(Location identification items)
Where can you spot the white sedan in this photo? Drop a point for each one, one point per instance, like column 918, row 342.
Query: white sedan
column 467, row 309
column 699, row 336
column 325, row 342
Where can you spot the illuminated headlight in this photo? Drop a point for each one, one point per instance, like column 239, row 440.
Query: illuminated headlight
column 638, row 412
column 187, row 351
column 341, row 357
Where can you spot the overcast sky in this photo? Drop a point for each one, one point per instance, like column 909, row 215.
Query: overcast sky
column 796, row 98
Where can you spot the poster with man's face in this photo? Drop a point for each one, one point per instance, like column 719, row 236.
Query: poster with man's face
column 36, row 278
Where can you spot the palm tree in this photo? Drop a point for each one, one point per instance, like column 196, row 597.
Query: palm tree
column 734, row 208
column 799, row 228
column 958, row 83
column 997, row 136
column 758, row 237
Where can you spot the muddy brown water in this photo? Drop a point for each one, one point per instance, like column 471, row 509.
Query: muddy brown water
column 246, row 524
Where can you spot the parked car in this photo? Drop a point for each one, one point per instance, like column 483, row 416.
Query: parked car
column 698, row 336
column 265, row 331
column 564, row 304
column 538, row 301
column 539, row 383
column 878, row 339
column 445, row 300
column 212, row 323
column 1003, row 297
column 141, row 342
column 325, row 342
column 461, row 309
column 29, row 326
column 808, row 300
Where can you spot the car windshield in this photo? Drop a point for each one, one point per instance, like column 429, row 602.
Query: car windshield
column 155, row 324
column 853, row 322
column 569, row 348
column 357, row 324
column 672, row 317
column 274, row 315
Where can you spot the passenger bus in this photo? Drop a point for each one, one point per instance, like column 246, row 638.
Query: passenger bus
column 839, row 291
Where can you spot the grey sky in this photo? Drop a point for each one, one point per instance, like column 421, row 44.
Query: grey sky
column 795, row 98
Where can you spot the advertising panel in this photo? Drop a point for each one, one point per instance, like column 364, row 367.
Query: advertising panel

**Task:**
Make an exact copy of every line in the data.

**Reply to the task:**
Where can you spot the white sedan in this photo? Drop a point for each one, one point per instance, like column 918, row 342.
Query: white sedan
column 467, row 309
column 699, row 336
column 325, row 342
Where can you spot the illuminated headlight in this photo? Drop a point for each one, one point per instance, like column 239, row 440.
Query: illuminated headlight
column 638, row 412
column 187, row 351
column 341, row 357
Where can you spot the overcast sky in this photo? Drop a point for each one, one point per instance, like column 909, row 215.
Query: overcast sky
column 796, row 98
Where can you spot the poster with man's face in this photo? Drop a point for each one, one point per instance, like column 719, row 236.
Query: poster with man's face
column 36, row 278
Where can you spot the palm tree in this photo? Drop a point for each one, one point per instance, like column 196, row 597.
Query: palm tree
column 734, row 208
column 799, row 228
column 958, row 83
column 997, row 136
column 758, row 237
Where can you spot the muddy brown water in this photo? Drop a point for each one, one point per instance, like column 471, row 509.
Query: muddy brown water
column 246, row 524
Where can you spot the parked car in this photo? Drop a point for each one, one point per instance, like column 483, row 416.
Query: parked car
column 698, row 336
column 265, row 331
column 564, row 304
column 538, row 301
column 539, row 383
column 878, row 339
column 445, row 300
column 212, row 323
column 1003, row 297
column 141, row 342
column 325, row 342
column 461, row 309
column 29, row 326
column 808, row 300
Where can you spot the car windshield in this photo? Drop a point for each one, one point per instance, like column 429, row 602.
Query: car windshield
column 155, row 324
column 853, row 322
column 569, row 348
column 357, row 324
column 672, row 317
column 274, row 315
Where can you spot the passenger bus in this photo? Drop a point for each one, one point per instance, like column 246, row 638.
Query: passenger bus
column 839, row 291
Where can you spot the grey sky in this photo? Drop a point for each one, one point per instance, like column 421, row 44.
Query: grey sky
column 795, row 98
Where can you spot the advertising panel in this photo? Drop a point for each one, one point per instance, like column 364, row 367.
Query: advertising panel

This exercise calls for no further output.